── Provided data ──

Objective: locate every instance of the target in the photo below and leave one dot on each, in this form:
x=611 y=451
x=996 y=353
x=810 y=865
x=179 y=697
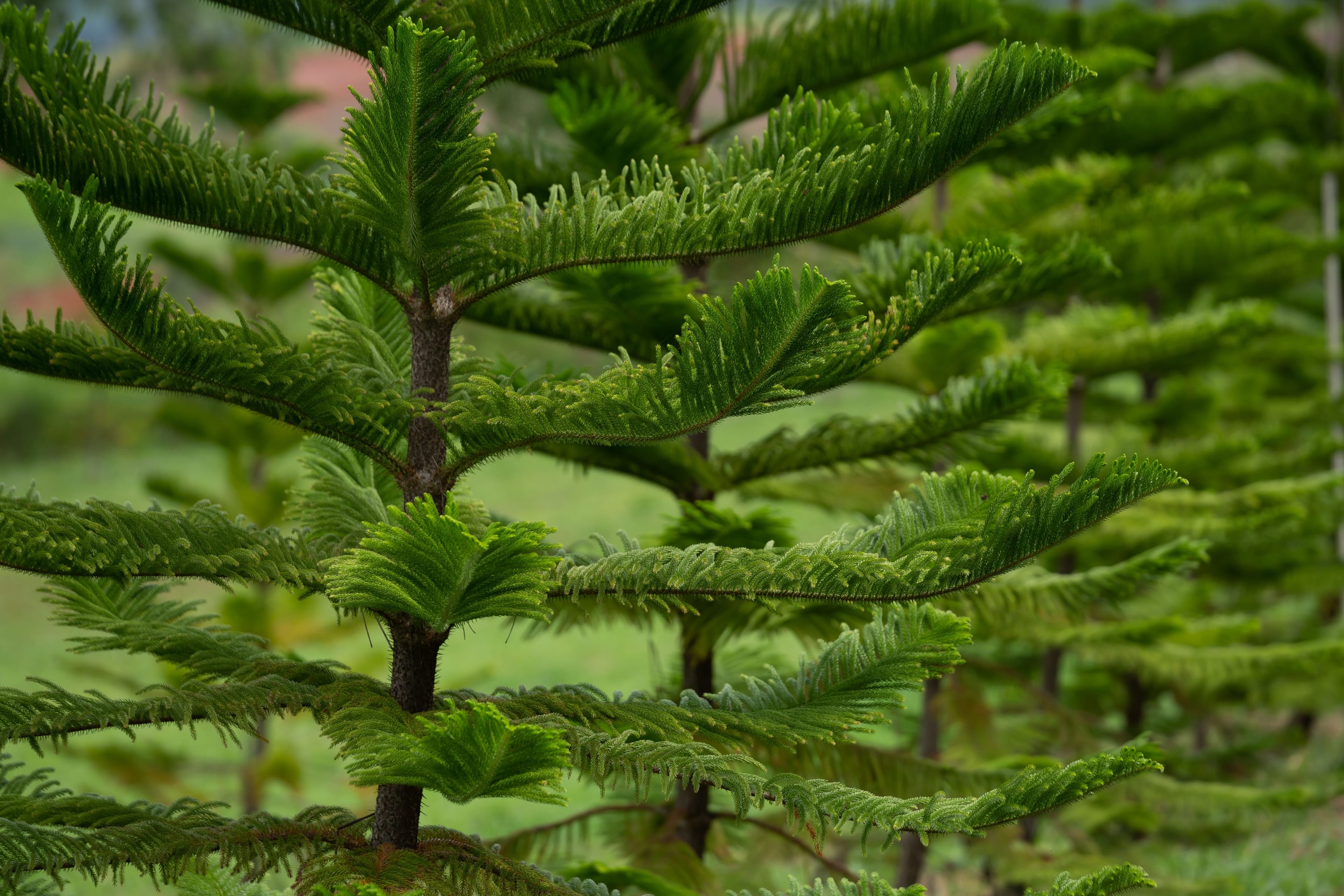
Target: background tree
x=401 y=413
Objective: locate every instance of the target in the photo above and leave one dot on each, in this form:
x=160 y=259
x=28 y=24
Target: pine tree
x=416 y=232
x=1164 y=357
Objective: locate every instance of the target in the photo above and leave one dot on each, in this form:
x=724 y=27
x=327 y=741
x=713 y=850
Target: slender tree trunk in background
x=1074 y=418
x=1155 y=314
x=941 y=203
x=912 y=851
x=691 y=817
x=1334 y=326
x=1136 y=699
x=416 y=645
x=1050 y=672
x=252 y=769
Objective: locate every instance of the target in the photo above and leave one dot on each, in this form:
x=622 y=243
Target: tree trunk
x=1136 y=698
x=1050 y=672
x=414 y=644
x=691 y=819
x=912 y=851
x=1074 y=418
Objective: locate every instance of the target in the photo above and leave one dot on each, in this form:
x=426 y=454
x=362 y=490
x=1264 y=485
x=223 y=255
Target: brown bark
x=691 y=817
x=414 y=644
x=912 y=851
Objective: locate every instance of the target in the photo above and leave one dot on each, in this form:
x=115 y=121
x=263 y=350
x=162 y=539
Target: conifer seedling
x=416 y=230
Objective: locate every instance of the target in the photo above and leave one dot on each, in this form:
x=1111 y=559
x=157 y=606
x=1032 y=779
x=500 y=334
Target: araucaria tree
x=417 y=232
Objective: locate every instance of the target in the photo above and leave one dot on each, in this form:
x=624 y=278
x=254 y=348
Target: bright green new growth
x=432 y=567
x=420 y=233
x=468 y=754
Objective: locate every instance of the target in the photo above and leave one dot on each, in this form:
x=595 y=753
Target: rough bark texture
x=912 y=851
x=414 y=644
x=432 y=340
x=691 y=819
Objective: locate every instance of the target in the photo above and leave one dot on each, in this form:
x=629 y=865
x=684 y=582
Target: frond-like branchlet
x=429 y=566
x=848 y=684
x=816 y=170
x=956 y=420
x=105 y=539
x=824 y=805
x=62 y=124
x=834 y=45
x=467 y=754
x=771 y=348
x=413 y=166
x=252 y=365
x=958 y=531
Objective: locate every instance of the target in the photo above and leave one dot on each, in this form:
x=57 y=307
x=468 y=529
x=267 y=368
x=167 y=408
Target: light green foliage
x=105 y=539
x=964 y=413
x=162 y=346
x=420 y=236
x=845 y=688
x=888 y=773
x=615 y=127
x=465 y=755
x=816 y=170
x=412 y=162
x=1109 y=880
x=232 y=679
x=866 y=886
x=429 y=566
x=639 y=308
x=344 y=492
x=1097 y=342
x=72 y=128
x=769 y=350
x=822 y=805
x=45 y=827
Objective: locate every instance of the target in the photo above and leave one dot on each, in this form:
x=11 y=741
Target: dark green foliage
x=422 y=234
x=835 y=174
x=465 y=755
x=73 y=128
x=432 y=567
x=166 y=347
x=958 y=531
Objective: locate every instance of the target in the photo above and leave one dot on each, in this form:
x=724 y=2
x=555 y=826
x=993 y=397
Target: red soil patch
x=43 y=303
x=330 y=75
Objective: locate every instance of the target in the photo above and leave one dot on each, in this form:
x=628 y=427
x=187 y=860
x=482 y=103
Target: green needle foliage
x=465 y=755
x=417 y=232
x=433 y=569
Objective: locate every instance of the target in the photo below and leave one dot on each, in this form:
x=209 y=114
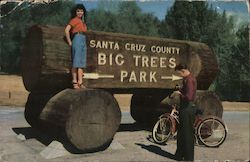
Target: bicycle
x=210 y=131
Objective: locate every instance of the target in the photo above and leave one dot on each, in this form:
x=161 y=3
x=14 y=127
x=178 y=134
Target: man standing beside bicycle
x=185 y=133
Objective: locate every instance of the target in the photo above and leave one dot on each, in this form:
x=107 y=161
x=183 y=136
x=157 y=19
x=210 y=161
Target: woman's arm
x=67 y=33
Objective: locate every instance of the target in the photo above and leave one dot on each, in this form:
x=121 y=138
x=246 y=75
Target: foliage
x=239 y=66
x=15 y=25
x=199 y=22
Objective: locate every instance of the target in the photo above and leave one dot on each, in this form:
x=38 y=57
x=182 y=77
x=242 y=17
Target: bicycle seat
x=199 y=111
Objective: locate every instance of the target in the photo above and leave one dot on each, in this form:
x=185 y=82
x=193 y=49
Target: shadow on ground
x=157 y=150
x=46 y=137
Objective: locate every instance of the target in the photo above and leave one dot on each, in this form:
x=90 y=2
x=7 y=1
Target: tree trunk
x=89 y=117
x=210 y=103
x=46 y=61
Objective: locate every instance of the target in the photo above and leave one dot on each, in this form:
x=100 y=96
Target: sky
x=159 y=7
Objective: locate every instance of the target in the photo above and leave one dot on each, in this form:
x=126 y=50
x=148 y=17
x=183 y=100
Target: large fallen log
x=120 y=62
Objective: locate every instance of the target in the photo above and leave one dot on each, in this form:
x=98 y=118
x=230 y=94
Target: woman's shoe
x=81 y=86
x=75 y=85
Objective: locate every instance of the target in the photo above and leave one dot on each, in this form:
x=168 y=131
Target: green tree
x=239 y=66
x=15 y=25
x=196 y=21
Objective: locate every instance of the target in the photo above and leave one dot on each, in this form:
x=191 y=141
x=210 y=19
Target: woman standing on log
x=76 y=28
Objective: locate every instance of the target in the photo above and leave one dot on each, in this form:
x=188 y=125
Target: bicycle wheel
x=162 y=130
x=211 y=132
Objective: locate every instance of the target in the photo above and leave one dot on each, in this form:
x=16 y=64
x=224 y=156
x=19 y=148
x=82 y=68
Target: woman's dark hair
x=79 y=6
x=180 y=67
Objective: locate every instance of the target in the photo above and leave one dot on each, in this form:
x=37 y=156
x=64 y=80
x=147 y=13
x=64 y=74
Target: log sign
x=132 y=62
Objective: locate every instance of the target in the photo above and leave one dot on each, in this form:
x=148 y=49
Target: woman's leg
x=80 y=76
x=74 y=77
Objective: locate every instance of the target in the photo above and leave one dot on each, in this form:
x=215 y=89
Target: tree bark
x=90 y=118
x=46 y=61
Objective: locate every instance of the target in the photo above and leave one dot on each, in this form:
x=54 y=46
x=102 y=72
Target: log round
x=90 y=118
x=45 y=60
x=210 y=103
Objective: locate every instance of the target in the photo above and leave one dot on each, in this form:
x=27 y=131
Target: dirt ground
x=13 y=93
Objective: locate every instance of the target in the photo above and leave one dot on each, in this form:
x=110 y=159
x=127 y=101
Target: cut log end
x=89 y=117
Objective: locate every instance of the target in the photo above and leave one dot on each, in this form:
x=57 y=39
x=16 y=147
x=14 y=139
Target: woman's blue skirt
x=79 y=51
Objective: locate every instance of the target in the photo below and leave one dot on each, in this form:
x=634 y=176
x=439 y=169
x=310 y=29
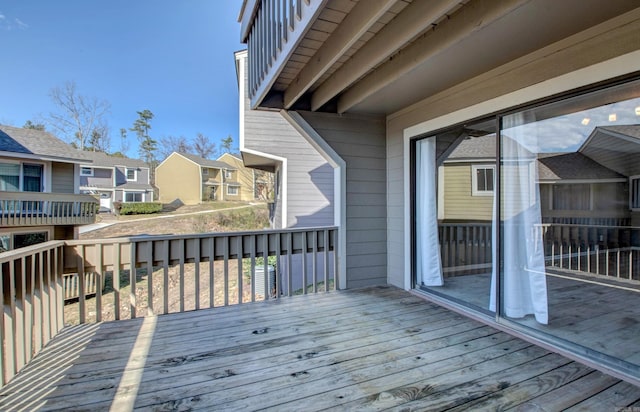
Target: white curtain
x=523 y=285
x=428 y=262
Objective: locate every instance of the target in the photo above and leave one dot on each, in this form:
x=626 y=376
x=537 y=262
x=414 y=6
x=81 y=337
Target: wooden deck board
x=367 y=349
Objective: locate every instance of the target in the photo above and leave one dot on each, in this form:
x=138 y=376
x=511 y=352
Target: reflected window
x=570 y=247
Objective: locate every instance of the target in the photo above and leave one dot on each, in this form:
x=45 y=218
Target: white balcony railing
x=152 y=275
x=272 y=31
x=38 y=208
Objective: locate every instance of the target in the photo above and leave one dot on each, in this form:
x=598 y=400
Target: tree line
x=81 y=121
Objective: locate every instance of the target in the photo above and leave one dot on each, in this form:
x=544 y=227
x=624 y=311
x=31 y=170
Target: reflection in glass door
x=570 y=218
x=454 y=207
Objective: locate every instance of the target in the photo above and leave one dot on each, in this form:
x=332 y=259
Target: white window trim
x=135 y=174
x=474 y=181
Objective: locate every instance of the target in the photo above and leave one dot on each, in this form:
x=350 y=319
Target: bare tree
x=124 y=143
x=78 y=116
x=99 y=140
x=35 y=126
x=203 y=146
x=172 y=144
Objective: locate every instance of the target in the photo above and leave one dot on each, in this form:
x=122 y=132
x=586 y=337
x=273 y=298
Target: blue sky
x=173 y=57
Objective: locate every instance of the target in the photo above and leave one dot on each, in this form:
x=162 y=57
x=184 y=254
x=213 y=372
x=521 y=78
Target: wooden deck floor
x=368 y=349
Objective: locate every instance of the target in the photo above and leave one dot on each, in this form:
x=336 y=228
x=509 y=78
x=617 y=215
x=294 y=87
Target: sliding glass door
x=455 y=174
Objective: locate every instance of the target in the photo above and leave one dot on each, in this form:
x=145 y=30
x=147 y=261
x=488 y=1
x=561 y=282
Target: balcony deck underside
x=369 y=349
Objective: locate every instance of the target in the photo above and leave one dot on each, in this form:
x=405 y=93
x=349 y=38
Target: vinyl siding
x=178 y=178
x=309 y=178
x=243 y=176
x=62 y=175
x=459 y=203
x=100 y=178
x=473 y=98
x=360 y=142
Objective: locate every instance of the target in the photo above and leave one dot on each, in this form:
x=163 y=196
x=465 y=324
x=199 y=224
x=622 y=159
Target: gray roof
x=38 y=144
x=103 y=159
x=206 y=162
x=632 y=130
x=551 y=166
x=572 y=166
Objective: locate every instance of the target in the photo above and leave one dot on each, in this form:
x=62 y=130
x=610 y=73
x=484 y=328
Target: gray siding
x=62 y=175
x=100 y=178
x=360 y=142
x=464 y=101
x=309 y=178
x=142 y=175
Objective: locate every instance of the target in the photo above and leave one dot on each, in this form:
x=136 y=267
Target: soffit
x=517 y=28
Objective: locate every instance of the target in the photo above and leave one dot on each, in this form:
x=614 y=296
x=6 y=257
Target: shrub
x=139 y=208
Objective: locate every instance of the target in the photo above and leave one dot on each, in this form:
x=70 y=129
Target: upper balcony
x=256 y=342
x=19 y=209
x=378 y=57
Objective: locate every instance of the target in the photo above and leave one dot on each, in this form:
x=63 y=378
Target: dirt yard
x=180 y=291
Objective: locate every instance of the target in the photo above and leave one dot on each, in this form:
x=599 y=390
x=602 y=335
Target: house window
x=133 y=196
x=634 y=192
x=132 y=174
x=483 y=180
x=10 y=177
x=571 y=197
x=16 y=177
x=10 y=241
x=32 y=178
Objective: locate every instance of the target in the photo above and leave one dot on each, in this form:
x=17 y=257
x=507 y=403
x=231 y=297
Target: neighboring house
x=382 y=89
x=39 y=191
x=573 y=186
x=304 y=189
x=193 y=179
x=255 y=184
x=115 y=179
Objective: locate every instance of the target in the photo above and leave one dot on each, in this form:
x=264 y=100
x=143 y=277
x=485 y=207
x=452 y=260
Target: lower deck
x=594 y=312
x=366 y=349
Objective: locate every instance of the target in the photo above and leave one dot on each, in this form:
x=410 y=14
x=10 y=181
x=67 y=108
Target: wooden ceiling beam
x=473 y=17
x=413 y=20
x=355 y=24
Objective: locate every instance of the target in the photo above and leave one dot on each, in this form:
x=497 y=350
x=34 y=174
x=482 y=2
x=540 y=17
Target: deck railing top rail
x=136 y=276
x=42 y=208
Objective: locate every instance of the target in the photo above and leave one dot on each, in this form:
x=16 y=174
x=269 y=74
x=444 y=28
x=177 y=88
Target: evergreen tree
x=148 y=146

───

Your assignment — Only the lines from the start of the records through the line containing "x=713 y=850" should be repeated, word for word, with the pictures left out.

Response below —
Objective: locate every instance of the target in the photo below and leave one dot on each, in this form:
x=611 y=451
x=996 y=353
x=810 y=865
x=179 y=697
Target: background tree
x=401 y=413
Objective: locate every instance of the target in the photo above and leave one dot on each, in this form:
x=160 y=259
x=28 y=24
Target: pine tree
x=416 y=232
x=1164 y=357
Objective: locate every instance of the target in the photo above and leave one dot on each, in this form:
x=724 y=27
x=327 y=741
x=713 y=850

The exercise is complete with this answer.